▸ BRANO DA LEGGERE:
• • • • • • •

Sappiamo tutti che in moltissimi di questi casi sarebbe più corretto parlare di lavoro “in remoto”, ma tali cifre ci aiutano a connettere un’esperienza individuale che più o meno tutti noi abbiamo conosciuto a un fenomeno sociale molto vasto riassumibile come “la nascita del lavoro ibrido”. Qualche esempio?
Nel 2024 quasi nessuno sale più su un aereo, su un treno o si mette in viaggio con la propria auto per partecipare a una riunione gestibile online su una delle numerose piattaforme a disposizione. Oppure pensiamo al mondo della scuola, per molti versi più tradizionale, dove decine di migliaia di in- segnanti non si muovono più da casa per partecipare a consigli di classe o collegi docenti.
IL CONSOLIDARSI DEL MODELLO DI LAVORO IBRIDO: LA SITUAZIONE OGGI
Il modo in cui questo scenario si è andato consolidando è probabilmente il dato più interessante su cui riflettere prima di passare a un’analisi sul terreno delle competenze. Sorprende, ad esempio, l’atteggiamento di alcune aziende poco disposte a concedere anche solo un paio di giornate al mese di smart working (peraltro spesso in- teso come strumento di welfare) che, di fronte ai buoni e forse inaspettati livelli di produttività e ai risparmi di costi, hanno cambiato completamente direzione.

• • • • • • •

▸ DATI FORNITI:
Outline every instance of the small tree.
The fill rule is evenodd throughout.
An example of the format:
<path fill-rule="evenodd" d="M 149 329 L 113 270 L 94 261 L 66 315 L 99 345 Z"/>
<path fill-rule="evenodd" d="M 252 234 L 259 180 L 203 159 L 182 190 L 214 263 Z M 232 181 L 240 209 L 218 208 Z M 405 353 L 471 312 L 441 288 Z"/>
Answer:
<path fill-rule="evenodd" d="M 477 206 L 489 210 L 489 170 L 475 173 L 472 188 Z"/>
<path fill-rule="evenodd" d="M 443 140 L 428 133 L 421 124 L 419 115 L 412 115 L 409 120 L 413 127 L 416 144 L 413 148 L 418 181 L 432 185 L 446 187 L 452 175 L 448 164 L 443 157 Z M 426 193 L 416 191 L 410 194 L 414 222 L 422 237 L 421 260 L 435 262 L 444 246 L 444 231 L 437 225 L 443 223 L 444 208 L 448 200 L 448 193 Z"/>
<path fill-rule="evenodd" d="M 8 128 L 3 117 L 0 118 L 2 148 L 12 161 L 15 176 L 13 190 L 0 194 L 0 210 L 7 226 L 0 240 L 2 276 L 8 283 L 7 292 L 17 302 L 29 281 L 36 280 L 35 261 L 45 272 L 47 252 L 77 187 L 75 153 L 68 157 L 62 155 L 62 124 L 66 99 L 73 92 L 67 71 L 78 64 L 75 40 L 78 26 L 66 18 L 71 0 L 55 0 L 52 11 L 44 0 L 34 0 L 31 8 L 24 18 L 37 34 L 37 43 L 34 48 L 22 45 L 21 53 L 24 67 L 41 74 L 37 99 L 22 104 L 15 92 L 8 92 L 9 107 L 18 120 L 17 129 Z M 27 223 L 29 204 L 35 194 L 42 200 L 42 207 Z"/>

• • • • • • •

▸ COMPITI DA SVOLGERE:
(1) Ricopia senza modifiche il passo del brano sul lavoro ibrido da "Nel 2024 quasi" a "o collegi docenti.".
(2) Rispondi alle seguenti domande in base al brano sul lavoro ibrido.
(a) In quale anno, secondo il brano, quasi nessuno si mette più in viaggio per una riunione gestibile online?
(b) A quali riunioni partecipano gli insegnanti senza muoversi più da casa?
(c) Come viene spesso inteso lo smart working, secondo il brano?
(3) Spiega, in base al brano sul lavoro ibrido, perché alcune aziende poco disposte a concedere lo smart working hanno cambiato completamente direzione.

▸ RISPOSTE NUMERATE:
(1)
Nel 2024 quasi nessuno sale più su un aereo, su un treno o si mette in viaggio con la propria auto per partecipare a una riunione gestibile online su una delle numerose piattaforme a disposizione. Oppure pensiamo al mondo della scuola, per molti versi più tradizionale, dove decine di migliaia di in- segnanti non si muovono più da casa per partecipare a consigli di classe o collegi docenti.

(2)
(a) Nel 2024.
(b) Ai consigli di classe o ai collegi docenti.
(c) Come strumento di welfare.

(3) Quelle aziende hanno cambiato completamente direzione di fronte ai buoni e forse inaspettati livelli di produttività. Vi hanno contribuito anche i risparmi di costi.